▶ EXERCISE DESCRIPTION:
Put every line of the material below into a numbered list, leaving out any blank lines.

▶ MATERIAL TO PROCESS:
● ● ●

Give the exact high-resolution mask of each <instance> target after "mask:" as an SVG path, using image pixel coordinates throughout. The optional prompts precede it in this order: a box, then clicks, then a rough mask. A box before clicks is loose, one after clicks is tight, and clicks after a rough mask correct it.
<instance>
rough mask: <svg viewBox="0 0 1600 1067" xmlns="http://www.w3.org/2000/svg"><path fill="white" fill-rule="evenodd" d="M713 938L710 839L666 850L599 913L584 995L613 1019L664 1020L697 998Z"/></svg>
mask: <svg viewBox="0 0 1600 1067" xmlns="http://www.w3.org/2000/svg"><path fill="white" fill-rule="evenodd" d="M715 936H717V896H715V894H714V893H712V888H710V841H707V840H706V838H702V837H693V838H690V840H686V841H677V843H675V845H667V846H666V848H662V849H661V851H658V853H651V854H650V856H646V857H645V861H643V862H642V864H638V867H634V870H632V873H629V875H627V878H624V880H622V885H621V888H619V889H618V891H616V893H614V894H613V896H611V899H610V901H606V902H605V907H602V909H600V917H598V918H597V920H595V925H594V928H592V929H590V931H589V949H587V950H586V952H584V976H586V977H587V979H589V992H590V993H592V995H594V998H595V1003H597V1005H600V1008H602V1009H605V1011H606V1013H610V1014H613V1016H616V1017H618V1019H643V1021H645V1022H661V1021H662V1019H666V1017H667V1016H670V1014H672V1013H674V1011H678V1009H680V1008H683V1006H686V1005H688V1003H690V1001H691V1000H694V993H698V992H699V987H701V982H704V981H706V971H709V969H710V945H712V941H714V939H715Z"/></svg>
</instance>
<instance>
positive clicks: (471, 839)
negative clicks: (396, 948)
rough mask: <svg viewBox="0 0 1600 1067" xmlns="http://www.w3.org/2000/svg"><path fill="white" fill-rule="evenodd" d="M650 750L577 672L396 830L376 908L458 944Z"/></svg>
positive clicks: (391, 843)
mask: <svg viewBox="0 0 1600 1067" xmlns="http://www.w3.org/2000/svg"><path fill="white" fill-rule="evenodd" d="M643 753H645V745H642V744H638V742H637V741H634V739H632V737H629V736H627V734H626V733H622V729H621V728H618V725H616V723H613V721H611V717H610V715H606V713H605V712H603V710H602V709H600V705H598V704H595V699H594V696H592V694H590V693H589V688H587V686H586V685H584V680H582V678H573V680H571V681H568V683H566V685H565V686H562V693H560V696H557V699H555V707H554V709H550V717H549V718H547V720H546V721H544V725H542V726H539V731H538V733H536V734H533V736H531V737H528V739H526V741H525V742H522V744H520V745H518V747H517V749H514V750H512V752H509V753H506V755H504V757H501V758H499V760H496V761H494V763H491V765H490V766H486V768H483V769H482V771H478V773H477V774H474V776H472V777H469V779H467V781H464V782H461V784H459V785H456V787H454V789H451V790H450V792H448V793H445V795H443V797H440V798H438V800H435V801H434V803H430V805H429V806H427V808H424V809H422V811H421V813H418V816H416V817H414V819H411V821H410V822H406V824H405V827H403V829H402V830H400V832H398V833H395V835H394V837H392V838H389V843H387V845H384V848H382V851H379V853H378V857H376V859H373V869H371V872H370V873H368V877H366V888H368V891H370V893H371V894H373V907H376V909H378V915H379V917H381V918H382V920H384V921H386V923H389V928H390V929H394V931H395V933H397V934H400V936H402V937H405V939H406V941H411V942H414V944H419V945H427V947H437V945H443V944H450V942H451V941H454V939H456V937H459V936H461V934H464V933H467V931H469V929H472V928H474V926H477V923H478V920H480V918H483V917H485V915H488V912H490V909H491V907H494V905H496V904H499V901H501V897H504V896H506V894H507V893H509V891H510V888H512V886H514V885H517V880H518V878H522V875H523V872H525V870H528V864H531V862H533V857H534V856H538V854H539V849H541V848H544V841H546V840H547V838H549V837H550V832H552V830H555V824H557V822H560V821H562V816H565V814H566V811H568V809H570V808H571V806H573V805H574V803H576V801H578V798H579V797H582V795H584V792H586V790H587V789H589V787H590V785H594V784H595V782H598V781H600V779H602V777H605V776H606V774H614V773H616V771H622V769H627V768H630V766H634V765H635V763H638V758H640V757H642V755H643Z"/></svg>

● ● ●

▶ REPLY TO THE EXERCISE:
1. Give the exact high-resolution mask of each <instance> target after "mask:" as an SVG path, using image pixel coordinates throughout. The optional prompts precede it in this order: a box, then clicks, then a rough mask. A box before clicks is loose, one after clicks is tight, and clicks after a rough mask correct it.
2. <instance>
3. rough mask: <svg viewBox="0 0 1600 1067" xmlns="http://www.w3.org/2000/svg"><path fill="white" fill-rule="evenodd" d="M713 938L710 839L666 850L599 913L584 995L613 1019L664 1020L697 998Z"/></svg>
4. mask: <svg viewBox="0 0 1600 1067" xmlns="http://www.w3.org/2000/svg"><path fill="white" fill-rule="evenodd" d="M715 936H717V896H715V894H714V893H712V888H710V841H707V840H706V838H702V837H693V838H690V840H686V841H677V843H675V845H667V846H666V848H662V849H661V851H658V853H651V854H650V856H646V857H645V861H643V862H642V864H638V867H634V870H632V873H629V875H627V878H624V880H622V885H621V888H619V889H618V891H616V893H614V894H613V896H611V899H610V901H606V902H605V907H602V909H600V917H598V918H597V920H595V925H594V928H592V929H590V931H589V949H587V950H586V952H584V976H586V977H587V979H589V992H590V993H592V995H594V998H595V1003H597V1005H600V1008H602V1009H605V1011H606V1013H610V1014H613V1016H616V1017H618V1019H643V1021H645V1022H661V1021H662V1019H666V1017H667V1016H670V1014H672V1013H674V1011H678V1009H680V1008H683V1006H686V1005H688V1003H690V1001H691V1000H694V993H698V992H699V987H701V982H704V981H706V971H709V969H710V945H712V941H714V939H715Z"/></svg>
5. </instance>
6. <instance>
7. positive clicks: (471, 839)
8. negative clicks: (396, 948)
9. rough mask: <svg viewBox="0 0 1600 1067" xmlns="http://www.w3.org/2000/svg"><path fill="white" fill-rule="evenodd" d="M650 750L577 672L396 830L376 908L458 944Z"/></svg>
10. positive clicks: (391, 843)
11. mask: <svg viewBox="0 0 1600 1067" xmlns="http://www.w3.org/2000/svg"><path fill="white" fill-rule="evenodd" d="M643 753H645V745H642V744H638V742H637V741H634V739H632V737H629V736H627V734H626V733H622V729H621V728H618V725H616V723H613V721H611V717H610V715H606V713H605V712H603V710H602V709H600V705H598V704H595V699H594V696H592V694H590V693H589V688H587V686H586V685H584V680H582V678H573V680H571V681H568V683H566V685H565V686H562V693H560V696H557V699H555V707H554V709H550V717H549V718H547V720H546V721H544V725H542V726H539V731H538V733H536V734H533V736H531V737H528V739H526V741H525V742H522V744H520V745H518V747H517V749H514V750H512V752H509V753H506V755H504V757H501V758H499V760H496V761H494V763H491V765H490V766H486V768H483V769H482V771H478V773H477V774H474V776H472V777H469V779H467V781H464V782H461V784H459V785H456V787H454V789H451V790H450V792H448V793H445V795H443V797H440V798H438V800H435V801H434V803H430V805H429V806H427V808H424V809H422V811H421V813H418V816H416V817H414V819H411V821H410V822H406V824H405V827H403V829H402V830H400V832H398V833H395V835H394V837H392V838H389V843H387V845H384V848H382V851H379V853H378V857H376V859H373V869H371V872H370V873H368V877H366V888H368V891H370V893H371V894H373V907H376V909H378V915H379V917H381V918H382V920H384V921H386V923H389V928H390V929H394V931H395V933H397V934H400V936H402V937H405V939H406V941H411V942H414V944H419V945H427V947H437V945H443V944H450V942H451V941H454V939H456V937H459V936H461V934H464V933H467V931H469V929H472V928H474V926H477V923H478V920H480V918H483V917H485V915H488V912H490V909H491V907H494V905H496V904H499V901H501V897H504V896H506V894H507V893H509V891H510V888H512V886H514V885H517V880H518V878H522V875H523V872H525V870H528V864H531V862H533V857H534V856H538V854H539V849H541V848H544V841H546V840H547V838H549V837H550V832H552V830H555V824H557V822H560V821H562V816H565V814H566V811H568V809H570V808H571V806H573V805H574V803H576V801H578V798H579V797H582V795H584V792H586V790H587V789H589V787H590V785H594V784H595V782H598V781H600V779H602V777H605V776H606V774H614V773H616V771H622V769H627V768H630V766H634V765H635V763H638V758H640V757H642V755H643Z"/></svg>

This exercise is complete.